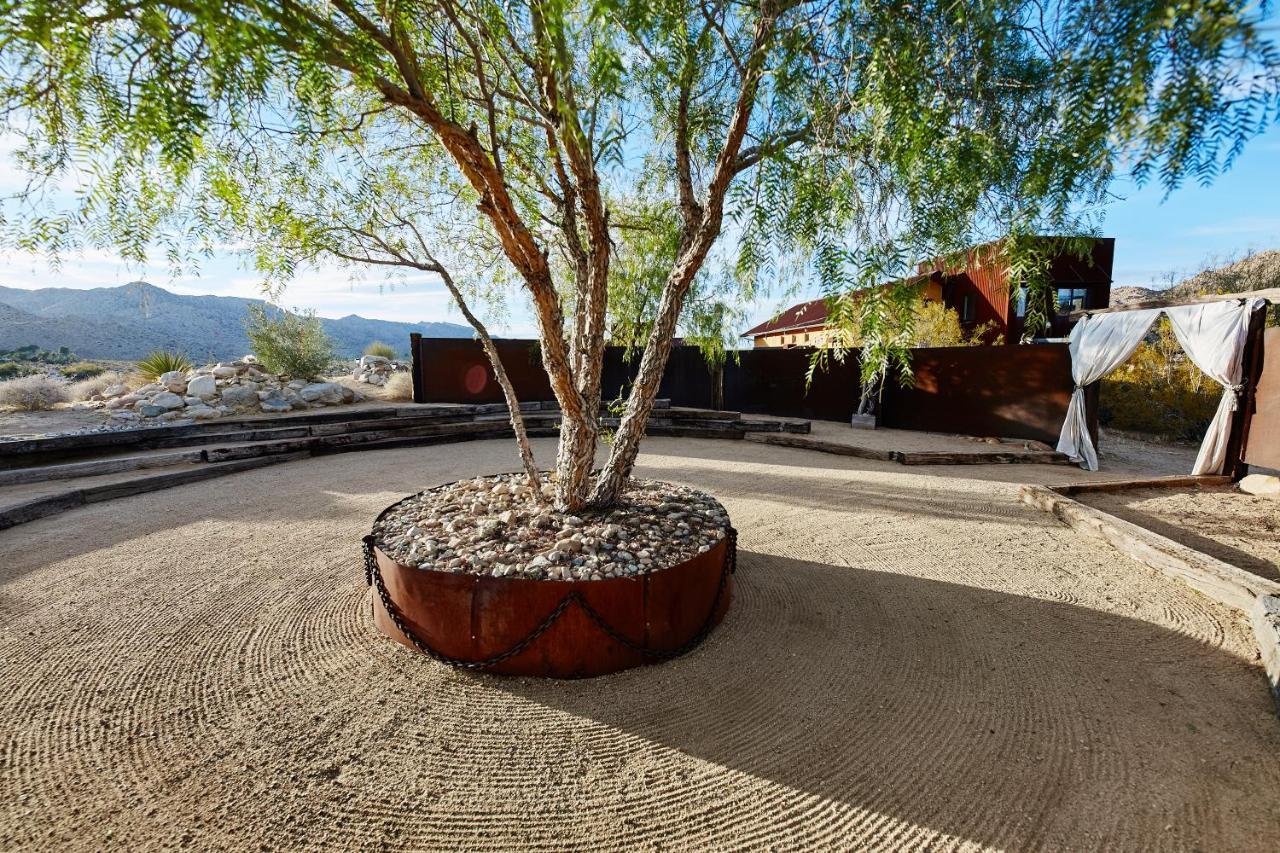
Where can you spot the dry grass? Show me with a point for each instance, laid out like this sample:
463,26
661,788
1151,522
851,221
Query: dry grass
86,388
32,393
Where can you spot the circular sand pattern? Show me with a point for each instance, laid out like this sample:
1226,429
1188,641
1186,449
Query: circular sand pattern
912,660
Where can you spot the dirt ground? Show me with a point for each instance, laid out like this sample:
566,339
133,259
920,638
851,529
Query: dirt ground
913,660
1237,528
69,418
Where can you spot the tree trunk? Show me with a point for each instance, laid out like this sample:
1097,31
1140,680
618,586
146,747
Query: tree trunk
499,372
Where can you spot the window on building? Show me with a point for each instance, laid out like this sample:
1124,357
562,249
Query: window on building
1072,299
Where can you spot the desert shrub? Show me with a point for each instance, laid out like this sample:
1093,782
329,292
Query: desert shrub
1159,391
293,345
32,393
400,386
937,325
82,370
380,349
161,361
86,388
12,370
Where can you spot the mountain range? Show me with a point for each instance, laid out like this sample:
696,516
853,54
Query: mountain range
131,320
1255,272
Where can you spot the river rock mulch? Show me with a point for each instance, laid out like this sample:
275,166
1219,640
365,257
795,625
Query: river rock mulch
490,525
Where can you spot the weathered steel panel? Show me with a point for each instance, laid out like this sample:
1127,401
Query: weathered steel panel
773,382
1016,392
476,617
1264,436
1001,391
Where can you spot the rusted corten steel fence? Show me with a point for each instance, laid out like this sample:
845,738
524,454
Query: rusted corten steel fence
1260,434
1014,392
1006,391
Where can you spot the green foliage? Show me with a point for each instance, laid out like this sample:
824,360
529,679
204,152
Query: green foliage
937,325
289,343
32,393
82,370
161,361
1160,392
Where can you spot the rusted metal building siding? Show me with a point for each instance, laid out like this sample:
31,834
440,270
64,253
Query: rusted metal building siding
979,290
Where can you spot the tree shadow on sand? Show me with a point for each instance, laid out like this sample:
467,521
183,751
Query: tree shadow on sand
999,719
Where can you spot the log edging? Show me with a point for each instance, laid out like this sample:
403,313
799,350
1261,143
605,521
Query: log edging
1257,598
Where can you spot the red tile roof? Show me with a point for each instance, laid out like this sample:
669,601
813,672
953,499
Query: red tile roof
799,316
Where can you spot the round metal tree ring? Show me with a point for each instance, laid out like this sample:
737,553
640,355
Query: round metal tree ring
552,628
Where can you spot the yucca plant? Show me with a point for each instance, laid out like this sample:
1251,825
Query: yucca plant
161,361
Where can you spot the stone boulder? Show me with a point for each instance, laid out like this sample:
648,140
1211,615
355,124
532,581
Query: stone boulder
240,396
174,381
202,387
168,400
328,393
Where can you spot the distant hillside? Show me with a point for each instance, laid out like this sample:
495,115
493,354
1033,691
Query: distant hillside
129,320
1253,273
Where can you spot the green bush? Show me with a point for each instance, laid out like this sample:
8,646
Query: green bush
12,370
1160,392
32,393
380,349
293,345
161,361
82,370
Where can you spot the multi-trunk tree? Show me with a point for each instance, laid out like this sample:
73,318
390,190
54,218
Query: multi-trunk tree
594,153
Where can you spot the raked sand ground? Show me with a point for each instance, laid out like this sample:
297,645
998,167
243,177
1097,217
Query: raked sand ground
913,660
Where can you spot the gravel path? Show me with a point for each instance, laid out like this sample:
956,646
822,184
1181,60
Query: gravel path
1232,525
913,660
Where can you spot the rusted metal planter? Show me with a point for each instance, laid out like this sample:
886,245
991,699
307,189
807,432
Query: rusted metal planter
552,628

******************************

TASK GOAL:
In every item above, swap "Where can you spot" for "Where do you see" and write the items out again with nothing else changed. Leave the pictures out.

WRITTEN REPLY:
Where do you see the dry grass? Show me with a point for each instance, laid out like this sample:
463,26
661,788
1151,522
851,221
Query: dry grass
86,388
32,393
Where do you see the circular sand pattern? Show me with a point for each instance, laid out like this sample:
1226,429
1188,641
1186,449
Query: circular sand pattern
912,660
Where do you see the dirt ground? Show me with a point for each instance, laid out like this sample:
566,339
133,259
920,638
851,529
Query: dirt ground
913,660
1237,528
69,418
Where do you see the tree trunk? Show me with a point for each instance, laid out like this sample:
1097,31
1140,680
618,586
146,747
Query: tree trunk
499,372
Where do you see the window on building? Show me with a point for each instance, laid out like this sample:
1124,357
562,249
Query: window on building
1072,299
Where do you see the desert shrub? Show me with a point for each instance, laid out like this sample:
1093,782
329,292
Query: desert shrub
1159,391
293,345
32,393
400,386
937,325
82,370
380,349
161,361
86,388
12,370
Where do you see the mountain range? Show me with a point for each instance, laid out like this sample:
696,516
853,54
Query: mountain range
131,320
1255,272
Where do you see the river rock mulch? Show me with a point for each instance, laid out like this sample:
275,166
1219,640
365,257
795,625
Query: river rock mulch
490,525
Where do you see the weathered steel panel? Show me with a point for each instance, laid out like this sample:
1127,401
Query: weathered steel panel
773,382
1016,392
476,617
1264,436
1001,391
Where do you see the rusted corten steel fence? Show me with a point for each instance, laid out like this sample:
845,738
524,454
Query: rusted corten steel fence
1260,434
1014,392
1006,391
Where do you see the green foliage? Show me with a point for each instance, laid out like this sample:
824,360
529,679
204,152
Query: green foliage
937,325
289,343
32,393
82,370
161,361
1160,392
Where do you see the rusted metal building siding? Show me with a point for each instance, laid out like this sample:
31,834
440,270
64,253
Query: rusted metal building siding
979,290
Where do you see the tree shadow on sand? Show me with a point for each instance, laid out like this sample:
467,521
183,751
Query: tree shadow on sand
999,719
Where do you see the log edging? Show me with a point for each instance, laid out like this sample:
403,313
799,350
1261,143
605,521
Query: log edging
1257,598
Where do you see the red tile roof? Show me with a point for each instance, laid out like this sample:
669,601
813,672
953,499
Query: red tile roof
799,316
Where do you see the round metal tree ring? Show me with a point for each instance, laid out like this sample:
737,553
640,355
Query: round metal tree ring
552,628
Where do you see the yucca plant? Show me with a point for each instance, laid out like this sample:
1251,825
Query: yucca plant
161,361
Where do you see the stone boulder? Show me with a point for each instance, laid out like this sample:
648,140
1211,615
355,124
532,581
Query: stone boulder
240,396
174,381
202,387
168,400
328,393
Where do you see the distant hillside? Show me with a point for each instance, laid out like this sample:
495,115
493,354
1033,691
Query: distant hillside
129,320
1253,273
Where do you see the green bush? Show me with a point for each instance, laid out like this sample:
8,646
Query: green bush
12,370
1160,392
32,393
380,349
293,345
161,361
82,370
Where do you see the multi-trunk tree? Show me with a point for each instance, laid out like this sample:
73,318
390,190
54,218
Query: multi-trunk tree
594,153
Where do you see the raked sand ground? Show me with a point for each instance, laid out like this sample:
297,645
998,167
243,177
1097,217
Query: raked sand ground
913,660
Where do you see the gravel path? Show me with a point for each instance, laid out like this sample:
956,646
822,184
1181,60
Query: gravel path
1232,525
913,660
Where do you see the rusted metal planter? Show me with a point for each instance, laid out like this sample:
886,245
991,699
307,189
807,432
Query: rusted metal planter
552,628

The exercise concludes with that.